=== AIM OF THE TASK ===
Everything from the line containing "Every instance of the trimmed" through the line containing "Every instance of the concrete" in the listing below should be copied exactly, and nothing more.

=== RECORDS ===

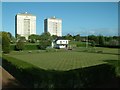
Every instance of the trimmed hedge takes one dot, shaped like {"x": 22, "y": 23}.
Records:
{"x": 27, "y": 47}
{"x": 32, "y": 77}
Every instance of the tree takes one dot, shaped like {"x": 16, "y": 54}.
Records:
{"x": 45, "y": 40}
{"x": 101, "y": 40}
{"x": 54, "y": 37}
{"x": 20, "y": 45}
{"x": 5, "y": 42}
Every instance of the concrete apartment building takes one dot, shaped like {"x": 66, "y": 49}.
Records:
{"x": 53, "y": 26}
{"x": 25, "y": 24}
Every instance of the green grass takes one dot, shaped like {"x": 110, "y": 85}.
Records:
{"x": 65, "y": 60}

---

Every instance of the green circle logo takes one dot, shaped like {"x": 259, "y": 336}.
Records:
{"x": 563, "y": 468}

--

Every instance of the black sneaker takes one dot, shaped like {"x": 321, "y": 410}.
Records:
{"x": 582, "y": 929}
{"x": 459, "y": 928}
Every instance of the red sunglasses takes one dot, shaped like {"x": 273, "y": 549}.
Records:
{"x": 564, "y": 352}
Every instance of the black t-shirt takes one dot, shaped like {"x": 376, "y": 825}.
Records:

=== THE COMPLETED TASK ===
Every instance of the trimmed hedge takes one dot, shaped like {"x": 22, "y": 23}.
Records:
{"x": 27, "y": 47}
{"x": 32, "y": 77}
Every instance of the tree takes one dot, shaped like {"x": 16, "y": 54}.
Records:
{"x": 45, "y": 40}
{"x": 101, "y": 40}
{"x": 54, "y": 37}
{"x": 20, "y": 45}
{"x": 5, "y": 42}
Every instance of the concrete apartment building takes one dot, shaped like {"x": 66, "y": 49}.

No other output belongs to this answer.